▶
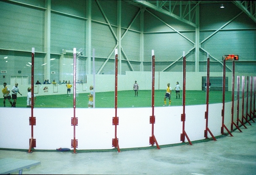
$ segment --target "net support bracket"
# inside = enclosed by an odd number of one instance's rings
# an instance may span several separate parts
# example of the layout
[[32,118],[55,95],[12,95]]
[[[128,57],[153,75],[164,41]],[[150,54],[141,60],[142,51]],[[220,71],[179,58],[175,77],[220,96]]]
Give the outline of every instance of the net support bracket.
[[185,142],[185,137],[186,137],[189,143],[189,145],[192,145],[189,136],[185,131],[185,121],[186,114],[185,109],[186,107],[186,56],[185,52],[183,51],[183,95],[182,97],[182,105],[183,106],[183,113],[181,114],[181,120],[182,122],[182,133],[181,134],[181,141]]
[[224,134],[224,128],[225,128],[228,132],[231,137],[233,137],[233,135],[231,132],[228,130],[227,127],[224,124],[225,118],[225,86],[226,85],[226,60],[223,60],[223,82],[222,89],[222,110],[221,110],[221,116],[222,116],[222,125],[220,129],[221,134]]
[[117,49],[115,50],[115,117],[112,118],[112,125],[115,125],[115,138],[112,139],[112,146],[121,152],[117,137],[117,125],[119,124],[119,118],[117,117],[117,75],[118,67],[118,54]]
[[149,137],[149,144],[154,146],[155,143],[158,149],[160,150],[160,147],[156,141],[155,137],[154,134],[154,124],[155,122],[155,51],[152,50],[152,84],[151,84],[151,108],[152,109],[152,115],[150,117],[150,123],[151,124],[151,136]]

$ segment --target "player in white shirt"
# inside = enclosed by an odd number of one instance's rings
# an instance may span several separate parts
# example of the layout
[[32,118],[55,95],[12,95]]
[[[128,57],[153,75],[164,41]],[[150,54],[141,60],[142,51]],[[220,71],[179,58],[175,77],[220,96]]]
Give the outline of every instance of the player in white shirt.
[[[31,102],[32,102],[32,95],[31,94],[31,88],[28,88],[28,95],[27,96],[27,108],[31,108]],[[34,105],[35,105],[36,102],[36,95],[34,94]]]
[[13,100],[13,105],[12,107],[16,107],[16,102],[17,101],[17,94],[18,93],[22,95],[20,91],[19,91],[19,88],[18,87],[18,84],[17,83],[15,83],[15,85],[13,87],[12,89],[12,98]]
[[178,84],[178,82],[177,81],[176,82],[176,86],[174,88],[174,90],[176,90],[176,99],[178,99],[178,99],[180,99],[180,91],[181,90],[181,86],[179,84]]

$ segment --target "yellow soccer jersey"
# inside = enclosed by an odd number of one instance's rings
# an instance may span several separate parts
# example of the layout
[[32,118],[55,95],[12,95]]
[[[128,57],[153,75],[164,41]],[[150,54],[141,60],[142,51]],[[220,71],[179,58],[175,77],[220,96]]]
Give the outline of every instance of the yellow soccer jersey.
[[66,85],[66,86],[68,89],[70,89],[72,87],[72,85],[70,85],[70,84],[67,84]]
[[171,94],[171,87],[167,86],[167,88],[166,89],[166,93],[168,93],[169,94]]

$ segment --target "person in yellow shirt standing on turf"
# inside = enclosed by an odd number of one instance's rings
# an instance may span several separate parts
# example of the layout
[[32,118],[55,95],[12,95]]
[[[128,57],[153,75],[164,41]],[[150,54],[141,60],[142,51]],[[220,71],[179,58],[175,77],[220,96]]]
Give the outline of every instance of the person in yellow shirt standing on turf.
[[89,102],[88,102],[88,108],[93,108],[93,87],[90,87],[90,94],[88,95]]
[[169,98],[169,105],[171,106],[171,88],[170,86],[170,83],[167,84],[167,88],[166,88],[166,93],[164,96],[164,105],[163,106],[166,106],[166,98]]
[[67,97],[68,97],[68,92],[69,92],[69,96],[70,96],[70,91],[71,91],[71,90],[70,88],[71,88],[71,87],[72,87],[72,85],[70,84],[69,82],[67,83],[67,85],[66,85],[66,86],[67,86]]
[[10,91],[10,89],[6,86],[7,84],[5,82],[3,83],[3,88],[2,90],[2,92],[3,94],[3,106],[5,107],[5,100],[8,99],[9,102],[10,103],[10,105],[13,106],[13,102],[11,101]]

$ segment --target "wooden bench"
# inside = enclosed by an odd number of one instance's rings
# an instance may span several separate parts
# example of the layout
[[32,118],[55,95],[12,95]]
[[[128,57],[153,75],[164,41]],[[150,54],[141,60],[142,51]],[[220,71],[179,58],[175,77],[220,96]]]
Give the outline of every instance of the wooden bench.
[[0,174],[10,174],[19,171],[19,174],[22,174],[22,170],[29,168],[39,164],[37,160],[19,159],[13,158],[5,158],[0,159]]

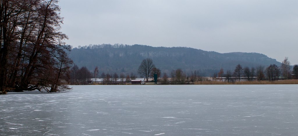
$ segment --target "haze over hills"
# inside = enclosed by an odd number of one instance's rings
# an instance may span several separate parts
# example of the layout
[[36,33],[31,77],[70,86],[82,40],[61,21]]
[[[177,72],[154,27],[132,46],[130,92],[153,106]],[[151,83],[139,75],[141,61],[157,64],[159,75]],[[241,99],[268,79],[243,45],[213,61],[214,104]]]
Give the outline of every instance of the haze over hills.
[[173,69],[182,69],[187,73],[199,70],[201,76],[233,70],[238,64],[244,68],[266,66],[281,63],[257,53],[220,53],[186,47],[154,47],[135,44],[103,44],[79,47],[73,49],[69,56],[79,67],[86,66],[91,71],[98,67],[99,72],[137,73],[142,60],[149,57],[162,73],[169,73]]

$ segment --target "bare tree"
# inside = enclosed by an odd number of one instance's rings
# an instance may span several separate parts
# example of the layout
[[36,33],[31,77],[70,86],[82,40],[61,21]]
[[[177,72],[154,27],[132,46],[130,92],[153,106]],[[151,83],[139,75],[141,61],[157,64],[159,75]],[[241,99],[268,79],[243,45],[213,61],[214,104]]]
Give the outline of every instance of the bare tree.
[[130,77],[129,76],[129,75],[126,74],[126,77],[125,79],[125,81],[126,81],[126,83],[127,84],[129,83],[129,82],[131,81],[131,80],[130,79]]
[[125,75],[124,75],[124,74],[123,73],[121,73],[120,74],[120,76],[119,76],[119,77],[121,79],[121,83],[122,84],[123,84],[124,81],[124,79],[125,78]]
[[281,64],[281,69],[282,74],[284,79],[287,79],[291,77],[291,64],[288,60],[288,57],[285,58]]
[[93,71],[93,74],[94,74],[94,78],[97,78],[97,75],[98,74],[98,67],[97,66],[95,67]]
[[213,79],[215,81],[216,81],[217,79],[217,73],[214,73],[213,74],[213,77],[212,77],[212,79]]
[[185,83],[186,75],[181,68],[178,68],[175,71],[175,81],[178,84]]
[[293,74],[294,75],[294,78],[295,79],[298,79],[298,65],[294,65],[293,68]]
[[232,81],[232,72],[230,70],[227,70],[226,74],[225,75],[225,76],[226,78],[226,79],[228,80],[228,82],[230,82],[230,81]]
[[243,69],[242,68],[242,66],[240,64],[238,64],[236,66],[234,70],[234,75],[238,77],[238,81],[240,81],[240,77],[242,76],[243,72]]
[[252,67],[250,68],[250,74],[252,78],[253,78],[255,76],[255,69],[254,67]]
[[135,80],[136,78],[136,76],[135,74],[134,74],[134,73],[133,73],[132,72],[131,72],[131,75],[130,75],[130,79],[131,79],[131,80]]
[[148,82],[149,74],[155,67],[155,66],[153,64],[153,61],[150,58],[147,58],[142,61],[141,65],[139,67],[138,72],[145,76],[146,81]]
[[250,81],[250,77],[251,76],[251,71],[250,71],[250,70],[249,69],[249,68],[248,68],[248,67],[245,67],[243,69],[243,73],[244,76],[247,78],[247,81]]
[[0,93],[43,89],[64,92],[72,63],[70,46],[59,31],[63,18],[57,0],[0,2]]
[[223,81],[223,77],[224,76],[224,69],[223,68],[221,68],[221,70],[219,71],[219,72],[218,72],[218,77],[221,78],[222,82]]
[[168,84],[168,76],[167,73],[164,73],[162,76],[162,84]]
[[275,64],[271,64],[266,69],[267,77],[269,81],[278,80],[280,76],[279,67]]
[[263,80],[265,78],[264,67],[259,65],[257,67],[257,77],[258,81]]
[[114,81],[114,82],[117,81],[117,80],[118,80],[118,78],[119,78],[119,76],[118,76],[118,74],[117,74],[117,73],[115,72],[114,73],[114,74],[113,75],[113,78]]

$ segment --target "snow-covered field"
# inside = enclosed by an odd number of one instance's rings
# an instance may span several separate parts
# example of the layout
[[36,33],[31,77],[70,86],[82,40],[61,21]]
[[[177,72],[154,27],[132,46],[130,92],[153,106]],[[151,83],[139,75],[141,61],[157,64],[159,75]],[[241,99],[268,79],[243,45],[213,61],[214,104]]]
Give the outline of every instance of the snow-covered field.
[[298,85],[85,85],[0,95],[0,135],[298,135]]

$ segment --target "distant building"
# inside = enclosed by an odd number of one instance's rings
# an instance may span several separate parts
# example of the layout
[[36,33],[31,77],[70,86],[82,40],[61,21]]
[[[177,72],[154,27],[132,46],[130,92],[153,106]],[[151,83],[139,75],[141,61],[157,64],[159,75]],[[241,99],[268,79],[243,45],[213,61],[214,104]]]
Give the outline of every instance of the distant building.
[[[105,82],[107,82],[108,84],[121,84],[127,83],[125,79],[119,78],[117,79],[117,81],[114,81],[114,79],[111,78],[108,81],[105,81],[105,79],[103,78],[92,78],[88,80],[88,83],[89,84],[104,84]],[[145,79],[144,78],[137,78],[134,80],[138,80],[140,81],[140,83],[139,84],[144,84],[145,83]],[[130,81],[129,83],[131,83],[131,81]]]
[[142,81],[140,80],[132,80],[131,82],[131,84],[141,84],[142,83]]

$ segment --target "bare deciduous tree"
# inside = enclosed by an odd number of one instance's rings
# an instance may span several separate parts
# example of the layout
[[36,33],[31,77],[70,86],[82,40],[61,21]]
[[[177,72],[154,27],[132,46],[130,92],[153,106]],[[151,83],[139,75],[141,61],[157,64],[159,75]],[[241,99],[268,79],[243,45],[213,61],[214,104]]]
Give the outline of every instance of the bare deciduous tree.
[[139,69],[138,69],[138,72],[145,76],[146,81],[148,82],[149,74],[153,68],[155,67],[155,66],[153,64],[153,61],[152,59],[147,58],[142,61],[141,65],[139,67]]
[[275,64],[271,64],[266,69],[267,77],[269,81],[278,80],[280,76],[279,67]]
[[265,79],[264,67],[259,65],[257,67],[257,77],[258,81],[263,80]]
[[226,79],[228,80],[228,82],[230,82],[230,81],[232,81],[232,72],[230,70],[227,70],[226,74],[225,75],[225,76],[226,78]]
[[0,92],[64,92],[72,61],[57,0],[0,1]]
[[251,71],[248,67],[245,67],[243,70],[243,73],[244,76],[247,78],[247,81],[251,81],[250,77],[251,76]]
[[282,74],[284,79],[287,79],[291,77],[291,64],[288,60],[288,57],[285,58],[281,64],[281,69]]
[[243,74],[243,69],[242,68],[242,66],[240,64],[238,64],[236,66],[234,70],[234,75],[238,77],[238,81],[240,81],[240,77],[241,77]]
[[223,77],[224,76],[224,69],[223,68],[221,68],[221,70],[219,71],[219,72],[218,72],[218,77],[221,79],[222,82],[223,81]]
◀
### Short problem:
Pull out each line above that contains the word "soccer", copying every one in full.

### Reply:
$ segment --target "yellow soccer jersey"
Give the outline of every instance of the yellow soccer jersey.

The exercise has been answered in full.